EXERCISE INSTRUCTIONS =>
Find the line containing "Place one keypoint on each instance of the rear hatch, using". Retype it and every line after it through the end of the entries, exactly as written, with nothing added.

-- START RECORDS FOR THE EXERCISE --

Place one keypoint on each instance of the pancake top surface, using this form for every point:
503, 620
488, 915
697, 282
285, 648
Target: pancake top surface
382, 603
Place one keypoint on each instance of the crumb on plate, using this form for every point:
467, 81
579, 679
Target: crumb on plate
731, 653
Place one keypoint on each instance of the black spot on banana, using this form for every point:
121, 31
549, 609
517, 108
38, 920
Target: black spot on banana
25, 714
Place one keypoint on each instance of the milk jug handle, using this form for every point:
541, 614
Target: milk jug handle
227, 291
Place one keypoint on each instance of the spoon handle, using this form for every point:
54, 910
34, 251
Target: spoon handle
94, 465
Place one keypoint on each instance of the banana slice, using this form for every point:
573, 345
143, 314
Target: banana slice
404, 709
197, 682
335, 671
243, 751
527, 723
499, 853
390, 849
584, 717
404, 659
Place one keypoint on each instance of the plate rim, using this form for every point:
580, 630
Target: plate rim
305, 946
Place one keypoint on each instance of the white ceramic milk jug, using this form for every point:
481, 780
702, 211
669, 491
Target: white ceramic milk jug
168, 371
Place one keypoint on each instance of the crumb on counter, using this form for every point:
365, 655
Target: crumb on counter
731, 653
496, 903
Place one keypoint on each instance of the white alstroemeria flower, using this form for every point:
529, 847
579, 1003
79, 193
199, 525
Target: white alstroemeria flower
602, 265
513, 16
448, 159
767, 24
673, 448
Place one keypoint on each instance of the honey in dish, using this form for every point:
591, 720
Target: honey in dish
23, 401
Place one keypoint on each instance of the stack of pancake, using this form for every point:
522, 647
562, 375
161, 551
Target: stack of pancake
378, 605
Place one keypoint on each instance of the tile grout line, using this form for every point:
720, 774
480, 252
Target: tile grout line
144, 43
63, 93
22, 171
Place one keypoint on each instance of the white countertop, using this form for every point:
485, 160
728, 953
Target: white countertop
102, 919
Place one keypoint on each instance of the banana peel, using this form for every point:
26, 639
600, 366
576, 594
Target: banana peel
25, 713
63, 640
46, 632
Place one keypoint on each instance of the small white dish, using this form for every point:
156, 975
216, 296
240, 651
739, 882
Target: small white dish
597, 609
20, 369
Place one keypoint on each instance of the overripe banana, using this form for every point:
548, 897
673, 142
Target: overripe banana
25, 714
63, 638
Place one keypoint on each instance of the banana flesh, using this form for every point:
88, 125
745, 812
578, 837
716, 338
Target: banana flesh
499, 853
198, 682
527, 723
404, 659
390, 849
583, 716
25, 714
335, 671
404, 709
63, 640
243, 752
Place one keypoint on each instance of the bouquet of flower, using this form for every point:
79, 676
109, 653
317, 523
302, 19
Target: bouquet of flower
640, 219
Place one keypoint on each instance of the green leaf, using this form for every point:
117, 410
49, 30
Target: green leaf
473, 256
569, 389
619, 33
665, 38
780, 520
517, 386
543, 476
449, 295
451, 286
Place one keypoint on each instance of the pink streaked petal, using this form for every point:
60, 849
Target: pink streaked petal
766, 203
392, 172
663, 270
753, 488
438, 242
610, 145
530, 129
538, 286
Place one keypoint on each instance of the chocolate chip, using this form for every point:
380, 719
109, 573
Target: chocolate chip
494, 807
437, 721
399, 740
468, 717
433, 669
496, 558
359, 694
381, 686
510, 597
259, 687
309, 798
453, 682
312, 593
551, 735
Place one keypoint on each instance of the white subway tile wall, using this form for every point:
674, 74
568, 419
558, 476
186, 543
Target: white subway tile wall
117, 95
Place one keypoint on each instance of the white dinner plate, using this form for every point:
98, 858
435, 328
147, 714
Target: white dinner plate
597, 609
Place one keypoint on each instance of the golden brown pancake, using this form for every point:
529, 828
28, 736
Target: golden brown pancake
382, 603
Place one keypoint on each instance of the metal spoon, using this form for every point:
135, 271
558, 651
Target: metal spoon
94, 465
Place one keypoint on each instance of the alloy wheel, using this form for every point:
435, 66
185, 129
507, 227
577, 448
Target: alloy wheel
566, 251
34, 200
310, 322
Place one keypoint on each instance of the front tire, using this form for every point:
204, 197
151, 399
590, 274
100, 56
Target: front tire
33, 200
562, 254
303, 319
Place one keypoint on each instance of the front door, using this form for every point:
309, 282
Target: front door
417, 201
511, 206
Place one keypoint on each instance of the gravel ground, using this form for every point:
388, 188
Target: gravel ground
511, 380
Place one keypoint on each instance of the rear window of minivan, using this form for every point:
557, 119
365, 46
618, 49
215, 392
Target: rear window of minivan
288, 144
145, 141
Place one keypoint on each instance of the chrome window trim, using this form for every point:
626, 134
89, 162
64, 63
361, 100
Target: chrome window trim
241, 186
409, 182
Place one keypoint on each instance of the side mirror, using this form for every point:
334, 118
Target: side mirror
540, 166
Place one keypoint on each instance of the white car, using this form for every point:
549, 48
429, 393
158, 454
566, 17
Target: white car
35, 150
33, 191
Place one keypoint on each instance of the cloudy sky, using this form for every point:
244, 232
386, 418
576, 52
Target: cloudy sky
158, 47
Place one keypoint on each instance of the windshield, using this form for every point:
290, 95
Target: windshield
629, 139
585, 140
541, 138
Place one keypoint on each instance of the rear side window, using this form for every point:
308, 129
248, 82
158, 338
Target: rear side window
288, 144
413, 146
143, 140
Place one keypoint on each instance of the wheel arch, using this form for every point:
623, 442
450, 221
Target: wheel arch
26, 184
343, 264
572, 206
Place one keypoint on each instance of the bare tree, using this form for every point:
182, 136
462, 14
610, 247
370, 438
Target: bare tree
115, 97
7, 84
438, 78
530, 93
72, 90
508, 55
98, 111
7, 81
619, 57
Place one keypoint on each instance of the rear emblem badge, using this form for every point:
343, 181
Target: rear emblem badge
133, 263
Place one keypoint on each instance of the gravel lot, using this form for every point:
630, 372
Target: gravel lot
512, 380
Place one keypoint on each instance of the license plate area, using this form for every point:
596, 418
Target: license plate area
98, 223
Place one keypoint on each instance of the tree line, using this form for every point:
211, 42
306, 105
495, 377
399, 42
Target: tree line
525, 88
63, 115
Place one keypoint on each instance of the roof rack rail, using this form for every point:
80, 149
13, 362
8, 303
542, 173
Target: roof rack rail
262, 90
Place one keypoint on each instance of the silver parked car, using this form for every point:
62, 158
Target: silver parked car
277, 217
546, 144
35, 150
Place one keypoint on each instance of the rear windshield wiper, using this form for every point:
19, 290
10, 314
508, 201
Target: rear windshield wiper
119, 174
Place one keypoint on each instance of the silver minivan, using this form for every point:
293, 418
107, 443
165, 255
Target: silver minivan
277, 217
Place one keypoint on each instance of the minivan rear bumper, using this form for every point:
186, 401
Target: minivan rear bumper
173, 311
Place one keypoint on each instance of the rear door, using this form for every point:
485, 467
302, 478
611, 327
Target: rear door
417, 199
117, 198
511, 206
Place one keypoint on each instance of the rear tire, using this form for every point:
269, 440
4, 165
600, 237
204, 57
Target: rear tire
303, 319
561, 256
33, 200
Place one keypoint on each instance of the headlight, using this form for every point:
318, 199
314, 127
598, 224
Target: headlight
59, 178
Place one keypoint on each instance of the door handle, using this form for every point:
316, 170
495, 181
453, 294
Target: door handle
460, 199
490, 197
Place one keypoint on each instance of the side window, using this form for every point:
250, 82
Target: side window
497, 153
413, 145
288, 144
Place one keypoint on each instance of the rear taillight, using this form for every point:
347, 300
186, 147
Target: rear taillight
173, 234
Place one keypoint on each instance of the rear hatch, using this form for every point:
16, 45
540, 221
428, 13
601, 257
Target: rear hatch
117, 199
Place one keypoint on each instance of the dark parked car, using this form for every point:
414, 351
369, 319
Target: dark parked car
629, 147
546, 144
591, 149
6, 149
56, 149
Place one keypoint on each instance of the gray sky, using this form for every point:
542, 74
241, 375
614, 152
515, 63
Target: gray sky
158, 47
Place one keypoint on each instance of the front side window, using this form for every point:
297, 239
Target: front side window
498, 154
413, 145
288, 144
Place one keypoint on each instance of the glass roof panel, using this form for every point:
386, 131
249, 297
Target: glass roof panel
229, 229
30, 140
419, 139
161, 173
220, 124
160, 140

-- END RECORDS FOR THE EXERCISE --

RESULT OF THIS TASK =>
Place one keypoint on each instance of the rear hatch, using this form for every point:
16, 45
540, 221
428, 13
601, 257
Target: rear hatch
117, 199
Place one keypoint on each instance of the dark parked car, using this form for every point:
414, 351
369, 319
Target: dark parked car
629, 147
546, 144
591, 149
6, 149
56, 149
Place one keypoint on each instance of the gray sky, using this form for every point:
542, 74
241, 375
614, 152
515, 63
Target: gray sky
158, 47
Place one keypoint on each instance of the front side window, using this form for every point:
297, 239
Target: front side window
498, 154
413, 145
288, 144
Place one keypoint on each instance of the glass roof panel, using this form for every point:
386, 131
249, 297
Target: glass roof panel
229, 229
30, 140
419, 139
161, 173
220, 124
160, 140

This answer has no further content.